## Given passage
────────
Nano Webs Could Counterfeit-Proof Credit Cards
Scientists have developed tiny, invisible anti-counterfeiting "fingerprints" that could be embedded into money, gadgets and credit cards, making faking such objects pretty much impossible.
Credit: Andrea Danti | Shutterstock

Money, gadgets and credit cards could soon have tiny, invisible anti-counterfeiting "fingerprints" embedded into them, making it pretty much impossible to falsify such objects, say scientists.

South Korean researchers have developed tiny tags made of silver nanowires that are randomly scattered, then form a unique pattern — just like the one-of-a-kind designs in each spider web.

The research is "an important and inspiring idea to use nanotechnology for anti-counterfeiting," said Zhao Qin of the Massachusetts Institute of Technology (MIT) in Cambridge, Mass., who was not involved in the study.

More than $178 million worth of counterfeit products were seized at the U.S. border in 2011, according to the Department of Homeland Security.

For years, researchers have sought ways to fight counterfeiting, with many methods currently under development in labs around the globe. The technologies range from invisible woven patterns to printing techniques inspired by butterfly wings to synthetic DNA. But many of these approaches are complex and costly. [7 Cool Animal-Inspired Technologies]

The group from the Korea Advanced Institute of Science and Technology (KAIST), however, has proposed a much simpler method, described in the March 20 issue of the journal Nanotechnology from the Institute of Physics.

Random dumping

First, the scientists created a solution with silver nanowires, each wire only about 10 to 50 microns — a millionth of a meter — long. The average human hair is 18-80 microns wide.
────────
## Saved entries
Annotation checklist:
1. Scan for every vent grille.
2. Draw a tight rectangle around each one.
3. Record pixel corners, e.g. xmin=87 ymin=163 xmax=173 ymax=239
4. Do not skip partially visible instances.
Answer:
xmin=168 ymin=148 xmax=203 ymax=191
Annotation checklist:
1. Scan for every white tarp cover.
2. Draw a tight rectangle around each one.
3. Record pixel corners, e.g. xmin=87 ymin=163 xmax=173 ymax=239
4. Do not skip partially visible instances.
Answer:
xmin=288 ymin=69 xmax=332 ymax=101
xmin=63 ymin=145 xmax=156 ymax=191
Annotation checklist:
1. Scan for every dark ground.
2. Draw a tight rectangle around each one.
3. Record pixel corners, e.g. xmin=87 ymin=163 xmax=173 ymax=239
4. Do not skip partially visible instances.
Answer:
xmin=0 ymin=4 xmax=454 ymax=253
────────
## What to work on
- A) In the nano webs article, what material are the South Korean researchers' tags made of?
- B) Rewrite the nano webs article between "Credit: Andrea Danti" and "in the study.", inclusive, putting "gold" wherever "silver" appears.
The listing is separate material with no connection to the nano webs article.

## Answer list
- A) Silver nanowires.

- B)
Credit: Andrea Danti | Shutterstock

Money, gadgets and credit cards could soon have tiny, invisible anti-counterfeiting "fingerprints" embedded into them, making it pretty much impossible to falsify such objects, say scientists.

South Korean researchers have developed tiny tags made of gold nanowires that are randomly scattered, then form a unique pattern — just like the one-of-a-kind designs in each spider web.

The research is "an important and inspiring idea to use nanotechnology for anti-counterfeiting," said Zhao Qin of the Massachusetts Institute of Technology (MIT) in Cambridge, Mass., who was not involved in the study.